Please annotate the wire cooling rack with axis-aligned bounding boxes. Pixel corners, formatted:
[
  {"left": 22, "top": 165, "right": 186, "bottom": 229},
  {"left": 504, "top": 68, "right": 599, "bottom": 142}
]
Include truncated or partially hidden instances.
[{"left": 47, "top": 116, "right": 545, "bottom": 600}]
###
- _Task requirements_: Reproduce the records with "wire cooling rack" renamed to "baking sheet" and all other wording left as it stands.

- _Answer to this exercise_:
Please annotate the baking sheet with axis-aligned bounding boxes. Pixel corners, formatted:
[
  {"left": 22, "top": 165, "right": 186, "bottom": 229},
  {"left": 504, "top": 68, "right": 599, "bottom": 142}
]
Include truncated or partially hidden instances.
[{"left": 47, "top": 116, "right": 545, "bottom": 600}]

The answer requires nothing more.